Assigned task | An exact reproduction of all the data is needed, with no images in it.

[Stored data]
++++++++++++++++++++

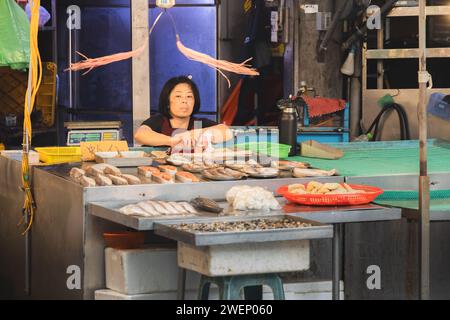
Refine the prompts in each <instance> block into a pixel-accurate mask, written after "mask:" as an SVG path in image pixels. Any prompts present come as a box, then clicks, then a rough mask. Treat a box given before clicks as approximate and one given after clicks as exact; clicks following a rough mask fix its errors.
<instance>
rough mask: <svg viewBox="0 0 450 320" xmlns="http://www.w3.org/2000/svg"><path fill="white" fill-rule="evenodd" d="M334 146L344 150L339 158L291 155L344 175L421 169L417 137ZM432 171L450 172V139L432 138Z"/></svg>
mask: <svg viewBox="0 0 450 320" xmlns="http://www.w3.org/2000/svg"><path fill="white" fill-rule="evenodd" d="M333 146H335V147H337V148H340V149H342V150H344V152H345V155H344V157H343V158H341V159H339V160H323V159H313V158H305V157H292V158H290V160H294V161H302V162H308V163H310V164H311V165H312V166H313V167H316V168H320V169H324V170H331V169H337V170H338V172H339V175H341V176H347V177H351V176H380V175H390V174H418V173H419V143H418V141H395V142H362V143H340V144H333ZM428 170H429V172H430V173H439V172H450V143H448V142H443V141H437V140H431V141H430V144H429V147H428Z"/></svg>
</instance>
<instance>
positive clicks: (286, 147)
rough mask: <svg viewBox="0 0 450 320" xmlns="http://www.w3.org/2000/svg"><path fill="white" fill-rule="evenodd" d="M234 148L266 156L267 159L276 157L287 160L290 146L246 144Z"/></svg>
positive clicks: (279, 143) (269, 144)
mask: <svg viewBox="0 0 450 320" xmlns="http://www.w3.org/2000/svg"><path fill="white" fill-rule="evenodd" d="M235 147H236V148H239V149H243V150H250V151H252V152H255V153H260V154H264V155H267V156H269V157H278V158H280V159H284V158H288V157H289V152H290V151H291V148H292V147H291V146H290V145H286V144H281V143H272V142H248V143H239V144H236V145H235Z"/></svg>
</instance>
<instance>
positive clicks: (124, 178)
mask: <svg viewBox="0 0 450 320" xmlns="http://www.w3.org/2000/svg"><path fill="white" fill-rule="evenodd" d="M120 177H121V178H124V179H125V180H127V182H128V184H131V185H137V184H141V179H139V178H138V177H135V176H133V175H131V174H122V175H120Z"/></svg>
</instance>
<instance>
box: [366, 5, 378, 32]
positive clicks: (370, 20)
mask: <svg viewBox="0 0 450 320" xmlns="http://www.w3.org/2000/svg"><path fill="white" fill-rule="evenodd" d="M367 29H369V30H380V29H381V10H380V7H379V6H376V5H372V6H369V7H367Z"/></svg>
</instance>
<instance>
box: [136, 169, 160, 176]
mask: <svg viewBox="0 0 450 320" xmlns="http://www.w3.org/2000/svg"><path fill="white" fill-rule="evenodd" d="M158 172H160V170H159V169H158V168H155V167H138V174H139V175H140V176H143V177H145V178H151V177H152V175H153V173H158Z"/></svg>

++++++++++++++++++++

Result for this task |
Refine the prompts in each <instance> block into a pixel-accurate mask, written after "mask:" as an SVG path in image pixels. Any prompts present come as a box, then clicks, then a rough mask. Treat a box given before clicks as approximate and one given after clicks as exact; clicks following a rough mask fix its errors.
<instance>
rough mask: <svg viewBox="0 0 450 320" xmlns="http://www.w3.org/2000/svg"><path fill="white" fill-rule="evenodd" d="M334 146L344 150L339 158L291 155L344 175L421 169L417 137ZM432 171L450 172V139L432 138Z"/></svg>
mask: <svg viewBox="0 0 450 320" xmlns="http://www.w3.org/2000/svg"><path fill="white" fill-rule="evenodd" d="M333 146H335V147H337V148H340V149H342V150H344V152H345V155H344V157H343V158H341V159H339V160H323V159H313V158H305V157H292V158H290V160H294V161H302V162H308V163H310V164H311V165H312V166H313V167H316V168H320V169H324V170H331V169H337V170H338V172H339V175H341V176H347V177H351V176H380V175H390V174H418V173H419V143H418V141H395V142H362V143H340V144H333ZM428 170H429V172H430V173H439V172H450V143H448V142H443V141H437V140H431V141H430V144H429V147H428Z"/></svg>
</instance>
<instance>
positive clicks: (286, 147)
rough mask: <svg viewBox="0 0 450 320" xmlns="http://www.w3.org/2000/svg"><path fill="white" fill-rule="evenodd" d="M234 148L266 156L267 159L276 157L287 160L290 146L246 144Z"/></svg>
positive clicks: (279, 143) (269, 144)
mask: <svg viewBox="0 0 450 320" xmlns="http://www.w3.org/2000/svg"><path fill="white" fill-rule="evenodd" d="M235 147H236V148H239V149H243V150H250V151H252V152H255V153H260V154H264V155H267V156H269V157H278V158H280V159H284V158H288V157H289V152H290V151H291V148H292V147H291V146H290V145H286V144H281V143H272V142H248V143H239V144H236V145H235Z"/></svg>
</instance>
<instance>
positive clicks: (124, 178)
mask: <svg viewBox="0 0 450 320" xmlns="http://www.w3.org/2000/svg"><path fill="white" fill-rule="evenodd" d="M120 177H121V178H124V179H125V180H127V182H128V184H131V185H137V184H141V179H139V178H138V177H135V176H133V175H131V174H122V175H120Z"/></svg>
</instance>
<instance>
box: [366, 5, 378, 32]
positive clicks: (370, 20)
mask: <svg viewBox="0 0 450 320" xmlns="http://www.w3.org/2000/svg"><path fill="white" fill-rule="evenodd" d="M367 29H369V30H380V29H381V10H380V7H379V6H376V5H372V6H369V7H367Z"/></svg>
</instance>
<instance>
box: [136, 169, 160, 176]
mask: <svg viewBox="0 0 450 320" xmlns="http://www.w3.org/2000/svg"><path fill="white" fill-rule="evenodd" d="M158 172H160V170H159V169H158V168H155V167H138V174H139V175H140V176H143V177H145V178H151V177H152V175H153V173H158Z"/></svg>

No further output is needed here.